-- BEGIN Document text --

A file image of pilot Deborah Lawrie. (Tigerair Australia)
A file image of pilot Deborah Lawrie. (Tigerair Australia)

Deborah Lawrie, the first women to become a pilot with a major Australian airline, has been recognised in the Queen’s Birthday 2019 Honours List along with other notable aviation pioneers.

The official citation said Lawrie was awarded a Member of the Order of Australia (AM) “for significant service to aviation as a commercial pilot, and to women in the profession”.

Known by her married name of Wardley at the time she launched her ground-breaking case with the Victorian Equal Opportunity Board in 1978, Lawrie made her first flight, from Alice Springs to Darwin, in 1980.

After resigning along with other pilots in the 1989 dispute that sent shock waves through the industry, she went on to work as a pilot for KLM and TigerAir Australia.

“The reason I wanted to get into flying was that I really enjoyed and I thought, well I would like to make a career out of it,” Lawrie said in a video posted on the Tigerair Australia Facebook page.


VIDEO: A congratulatory video from the Tigerair Australia Facebook page on Deborah Lawrie’s Queen’s Birthday Honours award.

Steve Padgett was also recognised for service to the aviation industry. He built on a Royal Australian Air Force (RAAF) flying scholarship as a teenager to become co-founder and chairman of Alliance Aviation Services and founder and managing director of pilot training firm Flight Options Australia. Padgett was awarded a Medal of the Order of Australia (OAM).

The veteran aviation executive also founded Aeromil Pacific, where he was managing director from 1980 until 2015, when he sold the company to Hawker Pacific.

-- END Document text --

## Written tasks:
A: From the aviation honours article, return the passage starting at "Known by her" and ending at "and TigerAir Australia.", copied word for word.
B: How many lines of the records contain the string "thick", with case counting? Give only the number.

-- BEGIN Available records --

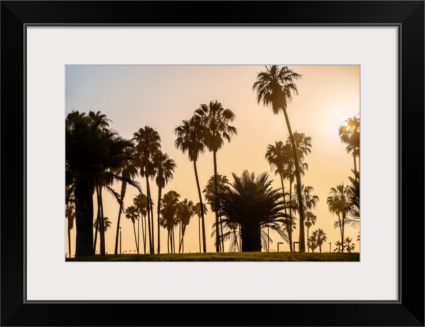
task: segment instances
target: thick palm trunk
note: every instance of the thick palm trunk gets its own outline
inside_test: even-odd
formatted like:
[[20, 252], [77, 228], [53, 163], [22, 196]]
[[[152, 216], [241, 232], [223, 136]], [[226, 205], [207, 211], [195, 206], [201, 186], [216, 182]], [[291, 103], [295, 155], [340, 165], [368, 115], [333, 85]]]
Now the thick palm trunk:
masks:
[[121, 219], [121, 213], [122, 212], [122, 207], [124, 201], [124, 196], [126, 194], [126, 190], [127, 189], [127, 182], [123, 181], [121, 184], [121, 203], [120, 205], [120, 211], [118, 212], [118, 220], [116, 222], [116, 233], [115, 236], [115, 249], [113, 253], [114, 254], [118, 254], [118, 236], [120, 234], [120, 222]]
[[156, 205], [157, 206], [157, 213], [158, 214], [158, 220], [157, 220], [157, 227], [158, 228], [158, 254], [159, 254], [159, 251], [160, 251], [160, 242], [159, 241], [159, 209], [161, 207], [161, 192], [162, 191], [162, 188], [161, 186], [158, 186], [158, 204]]
[[[204, 253], [206, 252], [206, 241], [205, 240], [205, 221], [204, 218], [204, 206], [202, 204], [202, 195], [201, 194], [201, 188], [199, 186], [199, 180], [198, 178], [198, 170], [196, 169], [196, 160], [193, 161], [194, 169], [195, 169], [195, 177], [196, 179], [196, 186], [198, 188], [198, 196], [199, 197], [199, 204], [201, 206], [201, 219], [202, 222], [202, 248]], [[200, 245], [199, 252], [201, 252]]]
[[85, 181], [78, 181], [76, 188], [75, 256], [93, 255], [93, 193]]
[[292, 153], [294, 154], [294, 163], [295, 166], [295, 177], [297, 180], [297, 193], [298, 195], [298, 206], [299, 207], [299, 251], [305, 252], [305, 238], [304, 235], [304, 208], [302, 205], [302, 197], [301, 192], [301, 175], [299, 172], [299, 162], [297, 157], [295, 142], [294, 141], [294, 135], [292, 134], [292, 130], [291, 129], [291, 125], [289, 124], [288, 113], [286, 112], [286, 109], [285, 108], [284, 108], [283, 111], [284, 114], [285, 116], [288, 130], [289, 132], [289, 137], [291, 138], [291, 144], [292, 145]]
[[[213, 151], [213, 158], [214, 159], [214, 191], [217, 193], [217, 158], [216, 152]], [[217, 197], [214, 195], [214, 211], [216, 213], [216, 252], [220, 252], [220, 227], [219, 226], [219, 212], [215, 210], [217, 207]]]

-- END Available records --

## Per-task outputs:
A:
Known by her married name of Wardley at the time she launched her ground-breaking case with the Victorian Equal Opportunity Board in 1978, Lawrie made her first flight, from Alice Springs to Darwin, in 1980.

After resigning along with other pilots in the 1989 dispute that sent shock waves through the industry, she went on to work as a pilot for KLM and TigerAir Australia.

B: 3